WHAT IS ASKED:
Identify every line in the data below that contains the word "industrial", and copy each of those lines. Matching is case-sensitive.

WORKING DATA:
#####
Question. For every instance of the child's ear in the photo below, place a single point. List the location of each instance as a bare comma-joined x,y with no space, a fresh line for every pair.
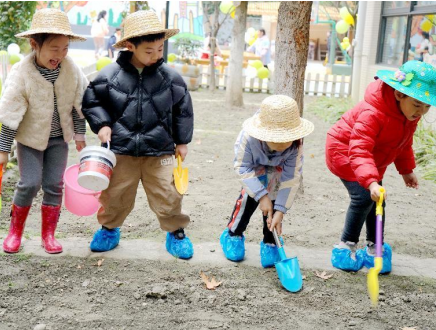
130,47
33,44
398,95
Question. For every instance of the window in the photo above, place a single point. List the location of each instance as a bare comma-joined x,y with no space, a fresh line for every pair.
408,31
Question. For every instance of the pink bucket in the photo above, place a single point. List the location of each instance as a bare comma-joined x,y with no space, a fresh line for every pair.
78,200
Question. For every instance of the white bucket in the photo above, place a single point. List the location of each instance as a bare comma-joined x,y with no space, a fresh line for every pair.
96,166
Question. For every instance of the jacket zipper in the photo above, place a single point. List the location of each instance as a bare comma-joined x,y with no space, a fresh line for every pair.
138,117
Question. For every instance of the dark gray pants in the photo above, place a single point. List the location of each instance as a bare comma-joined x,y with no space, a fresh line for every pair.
41,168
360,211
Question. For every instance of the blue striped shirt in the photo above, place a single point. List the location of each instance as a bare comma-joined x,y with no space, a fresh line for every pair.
262,171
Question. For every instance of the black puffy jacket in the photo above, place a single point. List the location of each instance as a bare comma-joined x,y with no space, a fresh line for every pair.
148,113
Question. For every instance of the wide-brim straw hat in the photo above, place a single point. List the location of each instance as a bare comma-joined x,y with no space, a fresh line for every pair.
142,23
278,121
415,79
52,21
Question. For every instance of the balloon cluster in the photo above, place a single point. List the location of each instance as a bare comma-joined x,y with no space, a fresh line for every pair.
344,24
345,43
256,69
250,36
427,23
13,53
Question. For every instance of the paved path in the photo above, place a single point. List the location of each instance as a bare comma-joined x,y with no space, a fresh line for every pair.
211,254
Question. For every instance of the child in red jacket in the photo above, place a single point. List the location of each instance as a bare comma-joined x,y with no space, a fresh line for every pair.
377,132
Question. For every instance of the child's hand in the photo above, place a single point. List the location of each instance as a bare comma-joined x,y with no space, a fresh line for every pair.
182,150
104,134
4,157
411,180
374,189
276,222
265,206
80,145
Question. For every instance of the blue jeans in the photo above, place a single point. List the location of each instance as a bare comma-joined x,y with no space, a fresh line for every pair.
361,209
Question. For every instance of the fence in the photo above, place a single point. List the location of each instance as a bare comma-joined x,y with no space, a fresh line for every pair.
255,85
327,85
314,84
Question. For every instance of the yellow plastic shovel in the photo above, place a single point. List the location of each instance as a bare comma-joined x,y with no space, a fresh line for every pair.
180,177
372,279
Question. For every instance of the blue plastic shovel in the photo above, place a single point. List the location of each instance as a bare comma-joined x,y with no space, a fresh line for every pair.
288,270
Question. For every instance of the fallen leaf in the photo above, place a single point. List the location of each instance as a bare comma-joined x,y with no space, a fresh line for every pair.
323,275
210,284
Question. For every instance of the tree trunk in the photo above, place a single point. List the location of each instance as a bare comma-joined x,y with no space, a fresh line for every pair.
234,81
292,42
214,32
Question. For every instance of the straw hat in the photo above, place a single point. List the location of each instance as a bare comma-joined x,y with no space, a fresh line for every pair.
278,121
141,23
415,79
51,21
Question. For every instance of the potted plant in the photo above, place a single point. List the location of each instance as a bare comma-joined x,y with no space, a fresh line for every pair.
185,61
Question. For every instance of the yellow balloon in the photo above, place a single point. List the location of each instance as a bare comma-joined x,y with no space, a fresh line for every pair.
262,73
256,64
426,26
342,27
226,7
349,19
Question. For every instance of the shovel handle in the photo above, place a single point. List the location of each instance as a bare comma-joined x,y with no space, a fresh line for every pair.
379,203
276,238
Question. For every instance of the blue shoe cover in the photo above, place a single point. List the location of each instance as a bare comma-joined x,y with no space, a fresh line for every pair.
233,246
269,254
368,260
342,259
179,248
105,239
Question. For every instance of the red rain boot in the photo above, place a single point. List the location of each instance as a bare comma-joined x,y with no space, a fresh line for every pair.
12,242
50,217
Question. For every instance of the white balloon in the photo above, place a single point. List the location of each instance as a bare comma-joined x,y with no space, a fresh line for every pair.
13,49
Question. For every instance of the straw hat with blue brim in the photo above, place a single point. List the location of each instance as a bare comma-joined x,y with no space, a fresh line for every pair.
415,79
51,21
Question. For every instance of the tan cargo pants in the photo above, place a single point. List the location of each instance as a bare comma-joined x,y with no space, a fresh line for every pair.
156,175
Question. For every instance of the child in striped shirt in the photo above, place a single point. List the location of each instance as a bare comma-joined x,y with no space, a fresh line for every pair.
268,161
41,109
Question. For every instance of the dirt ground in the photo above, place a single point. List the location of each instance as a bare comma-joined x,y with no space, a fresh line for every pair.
149,295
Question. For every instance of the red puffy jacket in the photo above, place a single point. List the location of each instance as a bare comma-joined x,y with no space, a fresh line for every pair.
371,136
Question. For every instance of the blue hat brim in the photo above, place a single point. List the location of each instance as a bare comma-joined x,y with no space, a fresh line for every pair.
388,77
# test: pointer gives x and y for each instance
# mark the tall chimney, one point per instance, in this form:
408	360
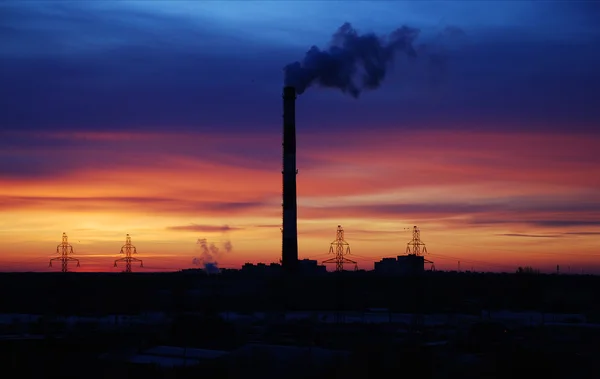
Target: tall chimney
289	253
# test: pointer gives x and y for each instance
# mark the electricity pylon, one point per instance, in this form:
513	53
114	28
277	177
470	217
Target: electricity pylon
340	248
64	250
128	249
417	247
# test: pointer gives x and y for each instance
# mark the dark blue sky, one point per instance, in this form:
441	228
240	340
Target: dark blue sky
218	65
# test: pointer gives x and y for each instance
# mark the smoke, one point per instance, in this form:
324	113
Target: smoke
209	253
354	62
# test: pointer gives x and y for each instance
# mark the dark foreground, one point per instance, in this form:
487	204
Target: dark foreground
181	325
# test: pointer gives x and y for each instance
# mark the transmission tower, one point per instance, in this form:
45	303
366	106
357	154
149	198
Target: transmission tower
128	249
340	248
64	250
417	247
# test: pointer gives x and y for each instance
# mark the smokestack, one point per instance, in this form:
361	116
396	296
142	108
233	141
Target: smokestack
289	253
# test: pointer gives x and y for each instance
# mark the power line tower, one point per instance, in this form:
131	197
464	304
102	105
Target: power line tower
340	248
64	250
417	247
128	249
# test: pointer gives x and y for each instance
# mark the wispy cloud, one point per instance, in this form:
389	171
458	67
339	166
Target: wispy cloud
203	228
529	235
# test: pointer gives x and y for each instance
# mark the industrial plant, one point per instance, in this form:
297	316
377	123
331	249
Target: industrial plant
295	319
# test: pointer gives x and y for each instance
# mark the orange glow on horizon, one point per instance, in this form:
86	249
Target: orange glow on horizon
492	201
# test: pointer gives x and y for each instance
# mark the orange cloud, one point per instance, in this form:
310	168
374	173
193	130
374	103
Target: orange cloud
472	193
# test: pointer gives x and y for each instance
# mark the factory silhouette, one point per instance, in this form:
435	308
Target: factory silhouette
292	319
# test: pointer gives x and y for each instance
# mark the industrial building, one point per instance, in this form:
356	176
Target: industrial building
401	265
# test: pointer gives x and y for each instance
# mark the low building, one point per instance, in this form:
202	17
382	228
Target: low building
401	265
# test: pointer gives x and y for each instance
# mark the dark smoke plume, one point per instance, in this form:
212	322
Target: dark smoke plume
352	62
209	252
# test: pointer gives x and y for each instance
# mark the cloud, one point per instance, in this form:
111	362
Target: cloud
131	204
116	67
528	235
202	228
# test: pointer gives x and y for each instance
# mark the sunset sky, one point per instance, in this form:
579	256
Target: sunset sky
163	120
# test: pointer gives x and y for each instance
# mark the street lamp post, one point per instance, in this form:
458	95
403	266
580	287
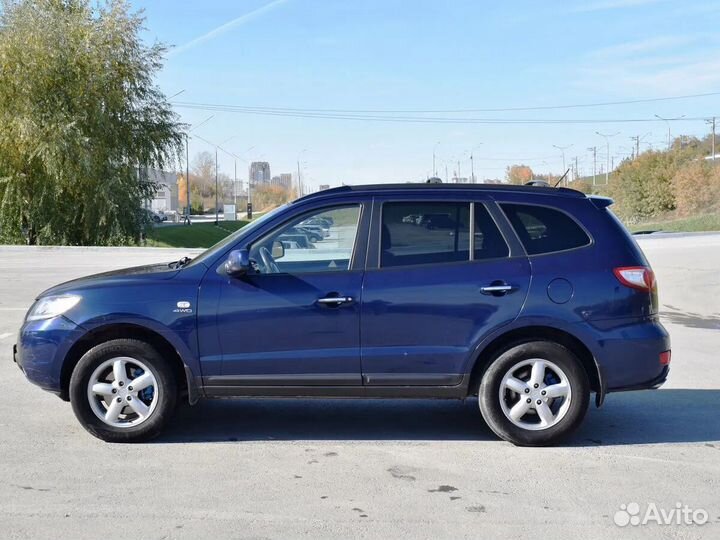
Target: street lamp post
472	163
607	145
216	190
667	122
562	151
187	164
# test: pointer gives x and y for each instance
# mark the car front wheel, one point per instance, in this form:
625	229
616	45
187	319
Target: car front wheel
534	394
123	391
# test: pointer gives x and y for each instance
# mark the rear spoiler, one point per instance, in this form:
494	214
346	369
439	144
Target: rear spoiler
600	202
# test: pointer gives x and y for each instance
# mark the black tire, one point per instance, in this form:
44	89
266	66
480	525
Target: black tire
165	394
489	393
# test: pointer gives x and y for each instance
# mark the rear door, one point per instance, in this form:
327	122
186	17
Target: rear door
432	289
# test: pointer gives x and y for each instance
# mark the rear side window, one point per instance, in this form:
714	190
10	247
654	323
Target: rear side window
424	233
430	233
544	230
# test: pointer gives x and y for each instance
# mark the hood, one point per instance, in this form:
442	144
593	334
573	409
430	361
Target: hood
148	272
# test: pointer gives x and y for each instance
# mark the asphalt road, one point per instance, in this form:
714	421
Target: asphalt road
380	469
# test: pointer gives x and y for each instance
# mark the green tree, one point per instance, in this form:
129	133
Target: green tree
80	120
642	187
518	174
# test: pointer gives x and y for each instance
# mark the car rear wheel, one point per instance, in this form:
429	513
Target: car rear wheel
534	393
123	391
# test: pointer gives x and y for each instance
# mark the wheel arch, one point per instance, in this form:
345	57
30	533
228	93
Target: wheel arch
543	333
184	376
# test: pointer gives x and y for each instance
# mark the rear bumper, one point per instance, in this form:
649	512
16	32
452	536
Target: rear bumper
41	350
628	355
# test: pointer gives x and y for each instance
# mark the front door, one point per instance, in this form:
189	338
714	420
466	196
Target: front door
295	321
432	290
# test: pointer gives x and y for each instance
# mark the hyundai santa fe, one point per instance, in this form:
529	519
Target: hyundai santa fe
525	298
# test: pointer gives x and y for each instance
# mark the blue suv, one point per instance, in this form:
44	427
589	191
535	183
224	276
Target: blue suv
528	298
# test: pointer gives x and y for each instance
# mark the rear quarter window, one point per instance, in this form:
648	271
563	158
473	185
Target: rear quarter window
545	230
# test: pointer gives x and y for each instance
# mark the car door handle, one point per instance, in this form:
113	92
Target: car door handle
335	300
497	289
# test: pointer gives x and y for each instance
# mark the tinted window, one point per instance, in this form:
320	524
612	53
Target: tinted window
424	233
544	230
321	241
489	243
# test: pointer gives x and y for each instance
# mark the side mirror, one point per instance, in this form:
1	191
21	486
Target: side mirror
278	251
238	263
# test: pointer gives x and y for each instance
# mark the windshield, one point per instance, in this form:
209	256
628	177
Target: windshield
237	235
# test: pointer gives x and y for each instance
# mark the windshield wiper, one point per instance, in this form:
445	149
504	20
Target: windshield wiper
179	264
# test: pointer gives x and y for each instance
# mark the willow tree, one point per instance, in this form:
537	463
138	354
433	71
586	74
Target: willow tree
80	118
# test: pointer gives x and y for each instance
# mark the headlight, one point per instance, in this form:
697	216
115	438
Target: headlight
52	306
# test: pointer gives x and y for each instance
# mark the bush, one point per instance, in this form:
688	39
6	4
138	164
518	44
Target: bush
642	188
696	186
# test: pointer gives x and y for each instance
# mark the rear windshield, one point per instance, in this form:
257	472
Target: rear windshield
544	230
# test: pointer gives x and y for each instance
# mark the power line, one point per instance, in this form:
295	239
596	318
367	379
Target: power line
499	109
418	119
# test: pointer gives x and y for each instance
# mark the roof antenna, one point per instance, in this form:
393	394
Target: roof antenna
562	178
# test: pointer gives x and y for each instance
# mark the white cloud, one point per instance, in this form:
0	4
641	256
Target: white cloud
649	45
655	66
613	4
234	23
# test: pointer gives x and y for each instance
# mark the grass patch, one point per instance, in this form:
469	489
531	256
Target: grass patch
197	235
707	222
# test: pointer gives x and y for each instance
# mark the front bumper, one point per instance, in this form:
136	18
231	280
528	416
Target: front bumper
41	350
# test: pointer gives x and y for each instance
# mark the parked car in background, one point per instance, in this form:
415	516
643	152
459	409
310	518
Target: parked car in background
525	299
299	239
155	217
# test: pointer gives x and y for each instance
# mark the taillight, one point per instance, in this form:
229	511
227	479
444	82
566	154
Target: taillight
636	277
#####
TASK RESULT:
# mark the industrial plant, one point per instance, in this form:
Target: industrial plant
# mark the industrial building, one point per instance, in this form:
Target: industrial building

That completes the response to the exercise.